■ Directions for this task ■
Convert the lines of the listing below into a numbered list, starting with the line that contains "For the benchmark, provide one point per instance of the bush" and going on through the end of the listing. Leave out any blank lines.

■ Records to use ■
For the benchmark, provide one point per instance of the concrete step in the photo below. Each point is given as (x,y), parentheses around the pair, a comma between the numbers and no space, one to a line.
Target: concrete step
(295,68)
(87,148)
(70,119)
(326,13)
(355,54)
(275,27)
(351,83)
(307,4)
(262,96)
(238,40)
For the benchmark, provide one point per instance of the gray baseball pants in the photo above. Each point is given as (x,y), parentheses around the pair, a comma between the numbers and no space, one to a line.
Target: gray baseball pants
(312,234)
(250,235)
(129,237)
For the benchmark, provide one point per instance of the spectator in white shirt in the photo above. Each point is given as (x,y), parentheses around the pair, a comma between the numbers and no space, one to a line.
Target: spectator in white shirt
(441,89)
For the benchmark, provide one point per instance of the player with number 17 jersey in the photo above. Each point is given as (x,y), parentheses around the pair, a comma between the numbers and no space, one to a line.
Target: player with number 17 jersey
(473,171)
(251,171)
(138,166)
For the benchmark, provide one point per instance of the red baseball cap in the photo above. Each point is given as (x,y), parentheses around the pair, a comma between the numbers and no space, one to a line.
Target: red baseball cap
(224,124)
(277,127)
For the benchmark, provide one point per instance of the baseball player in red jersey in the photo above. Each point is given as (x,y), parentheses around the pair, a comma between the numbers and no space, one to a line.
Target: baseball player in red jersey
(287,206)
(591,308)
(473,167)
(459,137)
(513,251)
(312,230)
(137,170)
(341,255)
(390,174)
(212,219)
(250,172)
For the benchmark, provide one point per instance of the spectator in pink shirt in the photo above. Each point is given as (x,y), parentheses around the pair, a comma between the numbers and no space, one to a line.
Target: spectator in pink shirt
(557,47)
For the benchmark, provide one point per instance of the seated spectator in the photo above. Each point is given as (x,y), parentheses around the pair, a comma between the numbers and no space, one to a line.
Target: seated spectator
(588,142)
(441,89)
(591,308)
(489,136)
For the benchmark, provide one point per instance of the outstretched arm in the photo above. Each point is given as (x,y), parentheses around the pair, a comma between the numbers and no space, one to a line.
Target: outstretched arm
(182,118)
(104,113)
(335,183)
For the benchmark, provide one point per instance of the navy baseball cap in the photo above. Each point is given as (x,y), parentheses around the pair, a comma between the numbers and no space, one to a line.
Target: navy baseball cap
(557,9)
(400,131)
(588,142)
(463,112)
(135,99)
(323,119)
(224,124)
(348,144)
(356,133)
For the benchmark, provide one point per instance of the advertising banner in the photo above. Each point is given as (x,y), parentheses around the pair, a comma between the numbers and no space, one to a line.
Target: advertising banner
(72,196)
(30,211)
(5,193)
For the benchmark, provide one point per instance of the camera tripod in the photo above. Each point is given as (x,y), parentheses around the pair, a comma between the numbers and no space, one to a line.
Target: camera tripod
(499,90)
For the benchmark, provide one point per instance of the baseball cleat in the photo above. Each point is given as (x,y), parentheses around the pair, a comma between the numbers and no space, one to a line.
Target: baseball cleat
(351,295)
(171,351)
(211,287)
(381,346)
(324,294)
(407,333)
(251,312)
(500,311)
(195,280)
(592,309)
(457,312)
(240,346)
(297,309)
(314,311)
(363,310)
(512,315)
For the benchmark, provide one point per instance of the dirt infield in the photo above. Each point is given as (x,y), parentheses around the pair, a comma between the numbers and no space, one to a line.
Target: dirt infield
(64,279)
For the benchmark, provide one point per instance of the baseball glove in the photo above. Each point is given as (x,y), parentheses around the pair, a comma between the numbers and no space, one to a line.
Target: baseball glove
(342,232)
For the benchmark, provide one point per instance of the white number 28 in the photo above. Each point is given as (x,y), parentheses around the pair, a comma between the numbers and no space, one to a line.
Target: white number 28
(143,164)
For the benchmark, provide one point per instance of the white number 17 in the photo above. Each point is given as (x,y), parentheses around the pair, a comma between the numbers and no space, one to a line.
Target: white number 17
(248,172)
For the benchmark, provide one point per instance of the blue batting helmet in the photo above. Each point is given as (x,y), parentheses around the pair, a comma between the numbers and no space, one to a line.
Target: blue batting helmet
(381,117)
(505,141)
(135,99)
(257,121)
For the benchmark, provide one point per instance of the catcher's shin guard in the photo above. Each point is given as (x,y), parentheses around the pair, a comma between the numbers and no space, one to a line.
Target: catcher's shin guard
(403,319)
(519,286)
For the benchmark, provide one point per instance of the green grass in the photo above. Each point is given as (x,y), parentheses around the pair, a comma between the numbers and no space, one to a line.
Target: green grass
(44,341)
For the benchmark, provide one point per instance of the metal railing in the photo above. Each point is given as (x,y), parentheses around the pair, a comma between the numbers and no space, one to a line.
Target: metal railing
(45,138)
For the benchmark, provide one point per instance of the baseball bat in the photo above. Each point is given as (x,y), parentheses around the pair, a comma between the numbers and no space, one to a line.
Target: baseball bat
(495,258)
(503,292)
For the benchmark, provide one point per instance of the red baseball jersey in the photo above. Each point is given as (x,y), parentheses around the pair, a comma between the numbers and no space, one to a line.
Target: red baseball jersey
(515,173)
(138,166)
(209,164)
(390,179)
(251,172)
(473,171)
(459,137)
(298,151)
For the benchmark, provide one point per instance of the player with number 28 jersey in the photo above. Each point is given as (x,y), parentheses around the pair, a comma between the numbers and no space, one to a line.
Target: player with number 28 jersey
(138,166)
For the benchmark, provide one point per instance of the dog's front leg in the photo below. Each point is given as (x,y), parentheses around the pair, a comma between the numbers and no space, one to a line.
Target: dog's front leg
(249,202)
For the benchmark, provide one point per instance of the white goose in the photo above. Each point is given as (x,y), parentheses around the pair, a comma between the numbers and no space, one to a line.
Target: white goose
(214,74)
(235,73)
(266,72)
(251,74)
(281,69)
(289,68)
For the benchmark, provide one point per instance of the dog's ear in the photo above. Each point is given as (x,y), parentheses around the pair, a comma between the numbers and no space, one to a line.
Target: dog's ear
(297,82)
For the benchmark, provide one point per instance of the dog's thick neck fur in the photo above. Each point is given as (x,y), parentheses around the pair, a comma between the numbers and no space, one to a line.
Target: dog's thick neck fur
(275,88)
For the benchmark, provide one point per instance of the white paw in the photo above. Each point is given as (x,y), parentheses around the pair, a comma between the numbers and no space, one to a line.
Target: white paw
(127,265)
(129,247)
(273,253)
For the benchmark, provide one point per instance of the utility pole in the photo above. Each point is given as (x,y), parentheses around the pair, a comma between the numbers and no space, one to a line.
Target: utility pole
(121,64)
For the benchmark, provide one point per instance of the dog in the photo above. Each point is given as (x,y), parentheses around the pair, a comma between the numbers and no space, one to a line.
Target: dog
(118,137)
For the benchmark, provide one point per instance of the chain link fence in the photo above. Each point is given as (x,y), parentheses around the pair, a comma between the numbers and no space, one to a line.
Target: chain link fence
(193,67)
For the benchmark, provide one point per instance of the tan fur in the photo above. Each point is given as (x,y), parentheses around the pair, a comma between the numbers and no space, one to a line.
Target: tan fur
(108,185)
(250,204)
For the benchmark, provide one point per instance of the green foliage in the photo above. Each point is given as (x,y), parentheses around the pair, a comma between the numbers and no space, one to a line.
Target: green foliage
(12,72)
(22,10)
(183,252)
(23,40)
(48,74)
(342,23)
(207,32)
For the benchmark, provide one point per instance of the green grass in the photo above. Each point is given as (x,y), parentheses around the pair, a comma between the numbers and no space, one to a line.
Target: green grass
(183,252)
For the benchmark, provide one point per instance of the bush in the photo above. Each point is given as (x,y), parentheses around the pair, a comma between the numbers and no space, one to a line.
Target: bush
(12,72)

■ Written response ■
1. For the benchmark, provide one point per instance of the bush in the photo above. Each point is given as (x,y), parentheses around the pair, a comma between the numbers and no space, one to a line.
2. Target: bush
3. (12,72)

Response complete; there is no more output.